───── TEKST ŹRÓDŁOWY ─────

Mazowieckie. Apel do dyrektorów szpitali o wsparcie Szpitala Południowego
Wojewoda mazowiecki Konstanty Radziwiłł osobiście zaapelował w środę do dyrektorów szpitali o wytypowanie personelu medycznego do wsparcia Szpitala Południowego. To już kolejny apel w tej sprawie.
Rzecznik wojewody mazowieckiego Ewa Filipowicz poinformowała, że urząd skierował pismo do dyrektorów placówek medycznych o wytypowanie wsparcia medycznego dla Szpitala Południowego. Do wtorku wpłynęły zgłoszenia od dwóch pielęgniarek, które podejmą się dyżurów - poinformował urząd.

───── WPISY ZE ZBIORU ─────

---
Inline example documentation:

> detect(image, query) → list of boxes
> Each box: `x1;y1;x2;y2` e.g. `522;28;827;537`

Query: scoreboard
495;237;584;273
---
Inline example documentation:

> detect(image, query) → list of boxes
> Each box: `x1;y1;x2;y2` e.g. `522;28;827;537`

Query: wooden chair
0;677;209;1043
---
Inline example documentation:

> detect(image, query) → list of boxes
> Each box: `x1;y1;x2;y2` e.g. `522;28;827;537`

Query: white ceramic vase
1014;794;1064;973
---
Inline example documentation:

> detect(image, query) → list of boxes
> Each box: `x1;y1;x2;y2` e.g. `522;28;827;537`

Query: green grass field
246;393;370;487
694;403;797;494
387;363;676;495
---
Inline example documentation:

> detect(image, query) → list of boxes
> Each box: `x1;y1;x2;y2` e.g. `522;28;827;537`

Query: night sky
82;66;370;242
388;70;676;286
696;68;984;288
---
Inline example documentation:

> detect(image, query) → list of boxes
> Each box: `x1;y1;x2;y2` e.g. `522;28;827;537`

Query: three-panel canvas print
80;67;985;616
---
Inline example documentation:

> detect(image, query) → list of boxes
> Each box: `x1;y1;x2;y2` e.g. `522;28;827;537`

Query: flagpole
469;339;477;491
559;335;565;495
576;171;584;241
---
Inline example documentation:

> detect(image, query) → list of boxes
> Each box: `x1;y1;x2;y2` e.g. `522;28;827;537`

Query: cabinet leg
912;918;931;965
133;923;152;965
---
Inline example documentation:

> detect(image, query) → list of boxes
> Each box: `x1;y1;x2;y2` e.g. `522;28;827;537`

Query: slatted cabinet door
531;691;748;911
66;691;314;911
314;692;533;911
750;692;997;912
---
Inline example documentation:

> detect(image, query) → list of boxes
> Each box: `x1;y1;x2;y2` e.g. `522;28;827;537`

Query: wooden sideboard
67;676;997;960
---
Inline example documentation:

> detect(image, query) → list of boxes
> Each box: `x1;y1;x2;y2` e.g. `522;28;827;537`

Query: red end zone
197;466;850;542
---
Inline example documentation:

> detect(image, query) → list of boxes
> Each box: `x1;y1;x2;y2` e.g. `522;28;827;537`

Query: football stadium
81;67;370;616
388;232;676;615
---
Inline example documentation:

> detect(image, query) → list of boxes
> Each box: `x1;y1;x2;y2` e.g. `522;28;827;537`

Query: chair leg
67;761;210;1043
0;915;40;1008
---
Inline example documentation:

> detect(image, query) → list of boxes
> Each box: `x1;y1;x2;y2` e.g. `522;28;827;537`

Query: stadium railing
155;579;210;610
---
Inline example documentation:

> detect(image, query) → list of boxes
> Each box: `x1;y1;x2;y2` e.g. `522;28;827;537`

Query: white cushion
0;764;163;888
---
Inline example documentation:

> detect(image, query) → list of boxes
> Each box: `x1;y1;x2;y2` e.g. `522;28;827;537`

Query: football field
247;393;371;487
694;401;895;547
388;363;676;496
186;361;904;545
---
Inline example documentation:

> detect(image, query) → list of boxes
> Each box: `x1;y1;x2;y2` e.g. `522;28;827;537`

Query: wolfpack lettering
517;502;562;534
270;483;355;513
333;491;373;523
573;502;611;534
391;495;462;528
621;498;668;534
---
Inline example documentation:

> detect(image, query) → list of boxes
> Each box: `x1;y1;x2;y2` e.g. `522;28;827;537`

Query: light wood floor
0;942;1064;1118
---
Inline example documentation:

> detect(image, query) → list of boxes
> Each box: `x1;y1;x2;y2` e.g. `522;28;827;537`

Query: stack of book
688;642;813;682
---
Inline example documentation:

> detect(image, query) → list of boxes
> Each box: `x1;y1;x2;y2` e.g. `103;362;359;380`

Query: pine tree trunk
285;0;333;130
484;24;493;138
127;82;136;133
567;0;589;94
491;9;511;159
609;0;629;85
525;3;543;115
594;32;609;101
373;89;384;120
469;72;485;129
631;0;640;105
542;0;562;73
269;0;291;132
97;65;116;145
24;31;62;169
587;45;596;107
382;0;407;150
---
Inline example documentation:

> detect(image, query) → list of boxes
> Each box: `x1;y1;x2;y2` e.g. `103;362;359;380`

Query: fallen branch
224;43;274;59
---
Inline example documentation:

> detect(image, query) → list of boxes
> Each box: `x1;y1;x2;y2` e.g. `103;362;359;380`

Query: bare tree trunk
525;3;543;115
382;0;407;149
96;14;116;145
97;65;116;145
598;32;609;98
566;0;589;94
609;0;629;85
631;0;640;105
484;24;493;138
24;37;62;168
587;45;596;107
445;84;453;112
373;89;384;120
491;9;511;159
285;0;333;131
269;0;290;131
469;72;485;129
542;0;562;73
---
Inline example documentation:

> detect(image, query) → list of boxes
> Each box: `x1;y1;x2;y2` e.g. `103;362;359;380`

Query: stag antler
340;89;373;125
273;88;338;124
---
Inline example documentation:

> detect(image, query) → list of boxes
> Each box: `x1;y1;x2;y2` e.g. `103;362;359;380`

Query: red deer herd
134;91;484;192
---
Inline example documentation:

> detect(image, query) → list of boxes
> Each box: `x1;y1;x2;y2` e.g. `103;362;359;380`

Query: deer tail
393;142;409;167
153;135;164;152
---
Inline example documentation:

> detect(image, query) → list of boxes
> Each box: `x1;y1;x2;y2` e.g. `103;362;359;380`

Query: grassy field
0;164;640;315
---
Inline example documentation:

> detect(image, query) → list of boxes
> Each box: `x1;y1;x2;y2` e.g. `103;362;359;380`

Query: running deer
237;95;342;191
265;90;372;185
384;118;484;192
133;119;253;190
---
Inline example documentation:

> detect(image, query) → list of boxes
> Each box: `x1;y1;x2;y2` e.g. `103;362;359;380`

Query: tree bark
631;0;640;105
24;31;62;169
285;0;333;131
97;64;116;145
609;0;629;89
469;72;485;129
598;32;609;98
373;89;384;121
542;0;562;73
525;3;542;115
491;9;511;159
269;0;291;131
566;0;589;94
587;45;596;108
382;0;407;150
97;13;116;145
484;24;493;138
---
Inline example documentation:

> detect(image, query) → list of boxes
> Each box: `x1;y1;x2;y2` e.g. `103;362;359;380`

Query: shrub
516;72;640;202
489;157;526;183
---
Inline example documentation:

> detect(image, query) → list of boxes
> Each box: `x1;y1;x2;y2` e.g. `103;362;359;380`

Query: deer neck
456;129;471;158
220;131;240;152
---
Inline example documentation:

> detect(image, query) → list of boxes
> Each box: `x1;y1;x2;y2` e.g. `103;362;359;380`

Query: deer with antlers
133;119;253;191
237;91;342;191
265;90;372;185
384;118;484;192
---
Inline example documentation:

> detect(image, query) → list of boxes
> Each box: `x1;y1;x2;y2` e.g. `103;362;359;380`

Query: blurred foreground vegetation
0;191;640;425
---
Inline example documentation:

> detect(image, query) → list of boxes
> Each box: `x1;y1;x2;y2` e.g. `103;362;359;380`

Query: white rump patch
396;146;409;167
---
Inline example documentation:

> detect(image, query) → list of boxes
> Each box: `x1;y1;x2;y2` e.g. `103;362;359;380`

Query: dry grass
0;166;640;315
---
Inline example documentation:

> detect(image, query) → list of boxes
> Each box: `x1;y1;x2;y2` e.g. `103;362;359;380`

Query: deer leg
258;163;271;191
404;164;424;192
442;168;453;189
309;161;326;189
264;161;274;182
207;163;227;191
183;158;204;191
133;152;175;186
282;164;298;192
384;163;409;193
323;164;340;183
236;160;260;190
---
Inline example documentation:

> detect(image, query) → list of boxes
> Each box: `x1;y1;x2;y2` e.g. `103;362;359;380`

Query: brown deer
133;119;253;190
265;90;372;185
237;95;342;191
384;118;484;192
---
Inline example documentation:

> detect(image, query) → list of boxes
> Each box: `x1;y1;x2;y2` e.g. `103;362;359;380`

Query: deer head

─────

ZADANIE DO WYKONANIA:
Kontynuuj tekst o apelu wojewody mazowieckiego w sprawie wsparcia Szpitala Południowego, zaczynając od zdania następującego po ostatnim zamieszczonym.

ODPOWIEDŹ:
Wcześniej rzeczniczka stołecznego ratusza Karolina Gałecka poinformowała, że miasto dwukrotnie zwracało się do wojewody mazowieckiego z prośbą o delegowanie personelu medycznego do Szpitala Południowego.
Gałecka dodała, że w umowie między Szpitalem Solec, który jest szpitalem patronackim dla Szpitala Południowego a wojewodą mazowieckim zawarty jest zapis o tym, że w sytuacji, w której trudno będzie pozyskać personel medyczny, zgodnie z przepisami i kompetencjami pomoże on w jego delegowaniu. - Otrzymaliśmy odpowiedź, że wojewoda będzie szukał brakującego personelu w miejskich szpitalach - powiedziała Gałecka.
Zaznaczyła również, że miasto, jako organ tworzący nie ma żadnych prawnych możliwości, by delegować pracowników medycznych z innych placówek do Szpitala Południowego.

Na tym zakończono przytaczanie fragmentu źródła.